§ Given request
Write out every one of the records below word for word, leaving nothing out.

Data listing
** start **

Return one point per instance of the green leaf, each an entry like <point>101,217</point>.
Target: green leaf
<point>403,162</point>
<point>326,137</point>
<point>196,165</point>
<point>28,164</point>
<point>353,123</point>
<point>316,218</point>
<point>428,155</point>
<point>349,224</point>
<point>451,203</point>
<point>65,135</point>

** end **

§ Output below
Return one point per instance of the green leaf, each an entry like <point>101,217</point>.
Target: green leaf
<point>403,162</point>
<point>326,137</point>
<point>196,165</point>
<point>28,164</point>
<point>353,123</point>
<point>316,218</point>
<point>428,155</point>
<point>349,224</point>
<point>451,203</point>
<point>65,135</point>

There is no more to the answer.